Collected data
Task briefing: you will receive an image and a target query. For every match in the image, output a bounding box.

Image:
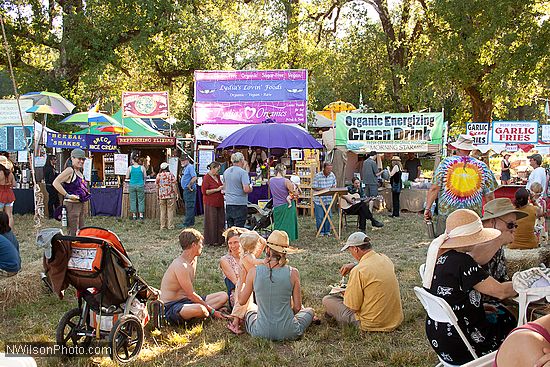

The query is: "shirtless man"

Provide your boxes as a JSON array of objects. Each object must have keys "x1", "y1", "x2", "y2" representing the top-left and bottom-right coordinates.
[{"x1": 160, "y1": 228, "x2": 228, "y2": 324}]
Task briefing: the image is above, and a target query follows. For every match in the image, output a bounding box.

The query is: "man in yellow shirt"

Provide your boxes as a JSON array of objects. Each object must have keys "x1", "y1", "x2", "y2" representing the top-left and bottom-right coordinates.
[{"x1": 322, "y1": 232, "x2": 403, "y2": 331}]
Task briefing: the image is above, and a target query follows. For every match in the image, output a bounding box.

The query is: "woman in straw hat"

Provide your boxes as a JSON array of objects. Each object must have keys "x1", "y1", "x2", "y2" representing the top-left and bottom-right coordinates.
[
  {"x1": 389, "y1": 156, "x2": 402, "y2": 218},
  {"x1": 0, "y1": 156, "x2": 15, "y2": 229},
  {"x1": 422, "y1": 209, "x2": 517, "y2": 365},
  {"x1": 238, "y1": 230, "x2": 315, "y2": 340}
]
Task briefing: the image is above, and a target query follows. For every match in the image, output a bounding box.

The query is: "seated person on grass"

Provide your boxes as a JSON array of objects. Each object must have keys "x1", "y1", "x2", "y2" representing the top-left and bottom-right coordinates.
[
  {"x1": 160, "y1": 228, "x2": 228, "y2": 324},
  {"x1": 322, "y1": 232, "x2": 403, "y2": 332},
  {"x1": 0, "y1": 233, "x2": 20, "y2": 277}
]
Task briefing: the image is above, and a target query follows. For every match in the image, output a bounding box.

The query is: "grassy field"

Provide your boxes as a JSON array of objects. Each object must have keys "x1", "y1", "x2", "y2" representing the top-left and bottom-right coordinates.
[{"x1": 0, "y1": 211, "x2": 436, "y2": 367}]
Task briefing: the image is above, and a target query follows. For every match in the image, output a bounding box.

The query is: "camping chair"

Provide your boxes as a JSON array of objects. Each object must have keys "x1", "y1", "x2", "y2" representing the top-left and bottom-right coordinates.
[
  {"x1": 413, "y1": 286, "x2": 479, "y2": 367},
  {"x1": 461, "y1": 351, "x2": 496, "y2": 367},
  {"x1": 419, "y1": 263, "x2": 426, "y2": 282}
]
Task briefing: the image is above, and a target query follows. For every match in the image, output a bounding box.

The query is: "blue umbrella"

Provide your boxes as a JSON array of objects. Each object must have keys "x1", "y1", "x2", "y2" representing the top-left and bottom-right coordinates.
[{"x1": 217, "y1": 122, "x2": 322, "y2": 150}]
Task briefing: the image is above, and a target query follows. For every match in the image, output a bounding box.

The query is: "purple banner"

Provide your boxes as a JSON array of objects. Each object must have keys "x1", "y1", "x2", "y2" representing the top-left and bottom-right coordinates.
[
  {"x1": 85, "y1": 134, "x2": 118, "y2": 152},
  {"x1": 195, "y1": 80, "x2": 306, "y2": 102},
  {"x1": 194, "y1": 101, "x2": 306, "y2": 124},
  {"x1": 194, "y1": 69, "x2": 307, "y2": 81}
]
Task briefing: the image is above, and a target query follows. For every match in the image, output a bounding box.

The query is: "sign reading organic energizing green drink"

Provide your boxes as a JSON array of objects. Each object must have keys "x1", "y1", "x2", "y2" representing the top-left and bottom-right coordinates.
[{"x1": 335, "y1": 112, "x2": 445, "y2": 152}]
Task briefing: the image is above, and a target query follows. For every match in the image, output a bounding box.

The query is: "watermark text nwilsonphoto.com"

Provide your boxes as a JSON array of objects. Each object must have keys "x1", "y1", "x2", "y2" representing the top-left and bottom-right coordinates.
[{"x1": 4, "y1": 342, "x2": 111, "y2": 357}]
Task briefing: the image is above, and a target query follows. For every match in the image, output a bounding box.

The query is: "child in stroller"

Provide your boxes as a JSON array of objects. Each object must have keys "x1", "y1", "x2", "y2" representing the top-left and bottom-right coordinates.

§ Exercise brief
Your answer must be an exact copy of the entries above, with no pictures in it.

§ Answer space
Task briefing: you will receive an image and a target query. For every match in the image, output a bounding box.

Image:

The query is: "shirtless man"

Provide your boxes as a JSON array of objects. Each object must have keys "x1", "y1", "x2", "y2" representing the top-left and bottom-right coordinates.
[{"x1": 160, "y1": 228, "x2": 228, "y2": 324}]
Task briefing: the image is above, and a target query follows. For every match in the image, output a bounding box.

The query is: "man in yellow shirt"

Provide your boxes as a JSON array of objects. Each object must have keys "x1", "y1", "x2", "y2" representing the top-left and bottom-right coordinates.
[{"x1": 322, "y1": 232, "x2": 403, "y2": 331}]
Task briefing: the image is above, and a target query follows. For every match in the image, output a bounding box.

The query is: "woman in straw hat"

Provide your boxes as a JSON array of objects. Each object must have keys "x1", "y1", "x2", "y2" representing the top-left and bottom-right coordinates.
[
  {"x1": 389, "y1": 156, "x2": 402, "y2": 218},
  {"x1": 0, "y1": 156, "x2": 15, "y2": 229},
  {"x1": 422, "y1": 209, "x2": 517, "y2": 365},
  {"x1": 238, "y1": 230, "x2": 315, "y2": 340}
]
Task briefing: the image is above, and a target query follows. For every match in the image, output a bounding box.

The query is: "seated person on grass"

Provide your boxes as a JSON array of objects. Each object must have keys "x1", "y1", "x2", "y2" representing the top-left and bottom-right coordinates.
[
  {"x1": 160, "y1": 228, "x2": 228, "y2": 324},
  {"x1": 322, "y1": 232, "x2": 403, "y2": 332},
  {"x1": 0, "y1": 233, "x2": 20, "y2": 277}
]
Task briefing: the image is above, and a target query follows. For every match in the image, output a bounding box.

The query is: "grassy field"

Provide your boxes as a JSON array of objects. Each object must have keys "x1", "y1", "x2", "y2" representing the top-left and bottom-right coordinates.
[{"x1": 0, "y1": 211, "x2": 436, "y2": 367}]
Task briefing: the image is above, and a target query follows. For every match in the image, output a bounding box.

The query is: "camping chair"

Provide your boxes as a JSON array of objects. Each object must have keys "x1", "y1", "x2", "y2" representing the top-left and bottom-right coordinates.
[
  {"x1": 413, "y1": 286, "x2": 479, "y2": 367},
  {"x1": 461, "y1": 351, "x2": 496, "y2": 367},
  {"x1": 419, "y1": 263, "x2": 426, "y2": 282}
]
Task briefing: the image is above, and a target query follows. For every match in the image, output a bounding box.

The query is: "blue umbrella"

Provide your boxes as a JSON array of objects. Each object must have keys "x1", "y1", "x2", "y2" representing the top-left and bottom-right coordinates.
[{"x1": 217, "y1": 122, "x2": 322, "y2": 150}]
Task briefing: the image is above, and a target query follows. For every match in the image, output a bounding box.

The query is: "purple banner"

Provide your boxes as a JSON array of objects. Each object must have keys "x1", "y1", "x2", "y2" representing the top-left and bottom-right coordinates.
[
  {"x1": 85, "y1": 134, "x2": 118, "y2": 152},
  {"x1": 195, "y1": 80, "x2": 306, "y2": 102},
  {"x1": 194, "y1": 101, "x2": 306, "y2": 124},
  {"x1": 194, "y1": 69, "x2": 307, "y2": 81}
]
Task briefing: the image is above, and a target query follows. For every match in the image, output a bounding box.

The query is: "sign reading organic energizing green drink"

Provide your boxes as a JSON array of objects. Each object must have keys "x1", "y1", "x2", "y2" representing the top-left and bottom-right coordinates.
[{"x1": 335, "y1": 112, "x2": 445, "y2": 152}]
Task briefing: the image is above, and a target query follows. For every match in the image, output a bounding box.

The query is: "watermark text nwilsonphoto.com"

Provide your boxes as a JSON array of objects. Each object must have keys "x1", "y1", "x2", "y2" representing the top-left and bottom-right coordinates.
[{"x1": 4, "y1": 342, "x2": 111, "y2": 357}]
Task briefing: the image is above, and a target query follows. For every match in the image, output a bounding box.

The query is: "child in stroller"

Provide your boxes as a JSON array of objects. Each object must have keys "x1", "y1", "x2", "y2" representing the top-left and bottom-right coordinates.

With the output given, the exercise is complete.